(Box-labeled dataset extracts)
/---
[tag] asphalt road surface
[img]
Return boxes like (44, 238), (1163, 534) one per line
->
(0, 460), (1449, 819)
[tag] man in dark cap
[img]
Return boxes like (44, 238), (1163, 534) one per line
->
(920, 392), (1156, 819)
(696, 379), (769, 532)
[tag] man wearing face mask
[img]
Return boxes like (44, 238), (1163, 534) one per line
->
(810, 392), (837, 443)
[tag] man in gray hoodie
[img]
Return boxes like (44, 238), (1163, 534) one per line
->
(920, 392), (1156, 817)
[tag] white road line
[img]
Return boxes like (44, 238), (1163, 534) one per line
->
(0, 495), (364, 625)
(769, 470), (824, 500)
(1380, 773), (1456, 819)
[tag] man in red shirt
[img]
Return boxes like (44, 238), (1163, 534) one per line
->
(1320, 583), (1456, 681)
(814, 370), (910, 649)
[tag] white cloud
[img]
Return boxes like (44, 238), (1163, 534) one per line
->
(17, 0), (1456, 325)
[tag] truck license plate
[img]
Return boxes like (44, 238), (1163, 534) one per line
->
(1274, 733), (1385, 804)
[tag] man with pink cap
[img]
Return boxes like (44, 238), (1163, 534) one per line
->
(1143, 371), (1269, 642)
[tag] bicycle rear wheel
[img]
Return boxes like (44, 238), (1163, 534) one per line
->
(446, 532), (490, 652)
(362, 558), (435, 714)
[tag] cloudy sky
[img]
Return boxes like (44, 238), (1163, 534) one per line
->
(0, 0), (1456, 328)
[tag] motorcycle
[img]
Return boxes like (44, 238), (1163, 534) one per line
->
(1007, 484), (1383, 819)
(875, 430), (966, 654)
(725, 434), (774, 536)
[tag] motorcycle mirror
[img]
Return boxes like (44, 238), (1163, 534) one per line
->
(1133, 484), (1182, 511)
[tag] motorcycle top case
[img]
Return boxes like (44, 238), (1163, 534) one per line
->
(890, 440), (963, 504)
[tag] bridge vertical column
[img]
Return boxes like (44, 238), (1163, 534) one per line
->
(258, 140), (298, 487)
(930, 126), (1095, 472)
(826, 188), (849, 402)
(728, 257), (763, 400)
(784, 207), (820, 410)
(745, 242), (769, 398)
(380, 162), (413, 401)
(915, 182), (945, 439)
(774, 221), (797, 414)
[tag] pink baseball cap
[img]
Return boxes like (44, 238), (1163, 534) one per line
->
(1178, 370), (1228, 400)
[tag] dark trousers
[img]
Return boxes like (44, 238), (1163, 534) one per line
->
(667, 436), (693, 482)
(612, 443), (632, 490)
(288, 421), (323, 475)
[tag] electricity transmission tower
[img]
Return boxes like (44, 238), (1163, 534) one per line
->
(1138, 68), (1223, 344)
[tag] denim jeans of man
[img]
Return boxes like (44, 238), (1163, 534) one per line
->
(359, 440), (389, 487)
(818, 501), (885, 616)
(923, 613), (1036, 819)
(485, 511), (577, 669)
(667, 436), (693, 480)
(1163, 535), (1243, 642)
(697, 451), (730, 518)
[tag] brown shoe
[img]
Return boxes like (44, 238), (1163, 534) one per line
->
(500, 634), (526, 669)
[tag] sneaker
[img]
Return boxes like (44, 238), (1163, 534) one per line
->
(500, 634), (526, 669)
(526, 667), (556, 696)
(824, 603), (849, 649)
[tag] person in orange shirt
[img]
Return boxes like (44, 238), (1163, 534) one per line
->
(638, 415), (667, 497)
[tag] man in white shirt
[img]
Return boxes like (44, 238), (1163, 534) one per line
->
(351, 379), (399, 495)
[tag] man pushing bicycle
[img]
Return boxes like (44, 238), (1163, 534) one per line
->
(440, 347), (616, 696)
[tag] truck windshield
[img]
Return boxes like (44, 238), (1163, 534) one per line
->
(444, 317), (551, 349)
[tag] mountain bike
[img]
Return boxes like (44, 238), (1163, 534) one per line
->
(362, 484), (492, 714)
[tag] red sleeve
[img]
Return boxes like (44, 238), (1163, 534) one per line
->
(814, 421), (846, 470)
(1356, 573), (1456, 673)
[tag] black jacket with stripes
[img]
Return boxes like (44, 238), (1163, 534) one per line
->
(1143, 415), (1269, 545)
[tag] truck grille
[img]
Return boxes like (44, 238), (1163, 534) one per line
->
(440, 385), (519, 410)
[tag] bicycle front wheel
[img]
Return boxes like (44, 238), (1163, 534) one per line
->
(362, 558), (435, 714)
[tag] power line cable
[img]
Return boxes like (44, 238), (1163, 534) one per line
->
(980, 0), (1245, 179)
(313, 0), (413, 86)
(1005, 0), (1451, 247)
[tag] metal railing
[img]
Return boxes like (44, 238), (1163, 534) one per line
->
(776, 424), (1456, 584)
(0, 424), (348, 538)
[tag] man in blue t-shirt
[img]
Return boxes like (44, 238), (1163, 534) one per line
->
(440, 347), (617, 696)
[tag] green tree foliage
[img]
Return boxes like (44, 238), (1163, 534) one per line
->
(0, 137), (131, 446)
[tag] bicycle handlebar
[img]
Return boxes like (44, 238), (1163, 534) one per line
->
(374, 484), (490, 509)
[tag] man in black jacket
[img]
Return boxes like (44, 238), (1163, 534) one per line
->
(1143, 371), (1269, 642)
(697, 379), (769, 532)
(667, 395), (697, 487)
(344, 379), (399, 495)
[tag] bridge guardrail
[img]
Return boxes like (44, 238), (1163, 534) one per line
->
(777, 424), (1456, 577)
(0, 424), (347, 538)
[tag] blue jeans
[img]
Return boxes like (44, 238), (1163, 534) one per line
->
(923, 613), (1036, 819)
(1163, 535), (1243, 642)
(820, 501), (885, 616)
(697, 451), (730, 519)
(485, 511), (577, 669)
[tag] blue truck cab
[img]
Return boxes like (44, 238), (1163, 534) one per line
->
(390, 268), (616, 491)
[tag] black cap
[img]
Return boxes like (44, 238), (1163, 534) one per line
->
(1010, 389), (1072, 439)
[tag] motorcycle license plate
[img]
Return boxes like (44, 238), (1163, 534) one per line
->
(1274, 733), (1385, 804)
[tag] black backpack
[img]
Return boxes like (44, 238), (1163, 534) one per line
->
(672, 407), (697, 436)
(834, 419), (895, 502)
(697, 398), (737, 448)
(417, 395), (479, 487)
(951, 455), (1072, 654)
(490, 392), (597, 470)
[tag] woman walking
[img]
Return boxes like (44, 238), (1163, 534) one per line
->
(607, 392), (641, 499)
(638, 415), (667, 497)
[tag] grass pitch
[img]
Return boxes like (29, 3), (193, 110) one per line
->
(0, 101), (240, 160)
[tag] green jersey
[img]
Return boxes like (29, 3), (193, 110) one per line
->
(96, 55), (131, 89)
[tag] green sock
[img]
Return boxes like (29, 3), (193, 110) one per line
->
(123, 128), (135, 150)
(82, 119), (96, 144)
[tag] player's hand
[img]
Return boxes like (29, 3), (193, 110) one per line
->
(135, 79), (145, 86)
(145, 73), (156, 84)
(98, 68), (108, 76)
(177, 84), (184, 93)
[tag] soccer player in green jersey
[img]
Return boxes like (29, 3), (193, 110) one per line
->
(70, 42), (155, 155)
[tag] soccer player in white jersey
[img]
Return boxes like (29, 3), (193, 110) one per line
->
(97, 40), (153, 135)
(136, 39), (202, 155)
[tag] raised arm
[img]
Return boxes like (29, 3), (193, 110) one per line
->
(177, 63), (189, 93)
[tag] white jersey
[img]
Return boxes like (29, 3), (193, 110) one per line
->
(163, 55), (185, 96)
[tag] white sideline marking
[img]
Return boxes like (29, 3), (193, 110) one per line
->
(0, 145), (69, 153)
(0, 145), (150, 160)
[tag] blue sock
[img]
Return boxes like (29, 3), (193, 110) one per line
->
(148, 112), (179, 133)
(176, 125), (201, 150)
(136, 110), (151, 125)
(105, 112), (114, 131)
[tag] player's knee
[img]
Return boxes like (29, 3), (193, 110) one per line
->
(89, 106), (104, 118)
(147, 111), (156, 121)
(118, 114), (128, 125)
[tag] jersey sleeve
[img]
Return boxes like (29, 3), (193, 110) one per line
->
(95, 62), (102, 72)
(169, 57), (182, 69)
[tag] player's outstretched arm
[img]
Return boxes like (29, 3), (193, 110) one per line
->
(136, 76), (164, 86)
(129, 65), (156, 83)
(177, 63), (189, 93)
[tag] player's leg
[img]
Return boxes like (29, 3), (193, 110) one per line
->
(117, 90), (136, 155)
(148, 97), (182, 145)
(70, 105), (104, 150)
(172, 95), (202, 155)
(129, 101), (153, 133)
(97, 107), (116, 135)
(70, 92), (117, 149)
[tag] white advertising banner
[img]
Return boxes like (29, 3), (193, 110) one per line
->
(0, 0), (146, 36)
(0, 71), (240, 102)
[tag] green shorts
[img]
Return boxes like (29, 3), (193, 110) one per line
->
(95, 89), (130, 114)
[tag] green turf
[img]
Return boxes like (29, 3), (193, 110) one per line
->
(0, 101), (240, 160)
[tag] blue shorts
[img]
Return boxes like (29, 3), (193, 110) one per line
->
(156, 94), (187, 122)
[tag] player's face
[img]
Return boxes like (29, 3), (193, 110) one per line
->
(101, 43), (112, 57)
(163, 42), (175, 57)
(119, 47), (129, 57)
\---
Can you reproduce the records from the line containing "[tag] player's knee" through the end of the records, requests included, with every coordinate in the answers offset by -126?

*SOLUTION FOR THIS PROBLEM*
[tag] player's knee
[img]
Return boxes like (29, 3), (193, 110) one per line
->
(-37, -20), (-22, -8)
(21, -15), (30, -5)
(-8, -12), (2, -1)
[tag] jersey sleeve
[img]
Return boxes like (29, 3), (193, 110) one per line
->
(-31, -64), (-24, -54)
(43, -69), (56, -57)
[tag] player's outstretched arm
[img]
Return boxes like (29, 3), (193, 110) one per line
->
(10, -50), (38, -40)
(3, -61), (30, -43)
(51, -63), (63, -33)
[tag] player's leg
[img]
Return boxes like (29, 3), (193, 110) one per line
->
(-9, -36), (10, 29)
(22, -29), (56, 19)
(-56, -21), (-22, 24)
(46, -31), (76, 29)
(3, -25), (27, 7)
(-29, -19), (-10, 9)
(-56, -34), (-9, 23)
[tag] white advertising banner
[img]
Return boxes like (29, 3), (193, 110) one per line
->
(-126, -126), (20, -90)
(-126, -55), (114, -24)
[tag] green shorts
[img]
Return boxes like (29, 3), (193, 110) one per line
->
(-31, -37), (4, -12)
[tag] green turf
[img]
Return boxes like (29, 3), (193, 110) one per line
->
(-126, -25), (114, 34)
[tag] blue shorts
[img]
Return boxes like (29, 3), (193, 110) one per line
->
(30, -32), (61, -4)
[tag] player's face
[img]
Return boxes like (29, 3), (193, 110) one per line
->
(-25, -83), (-14, -69)
(37, -84), (49, -69)
(-7, -79), (3, -69)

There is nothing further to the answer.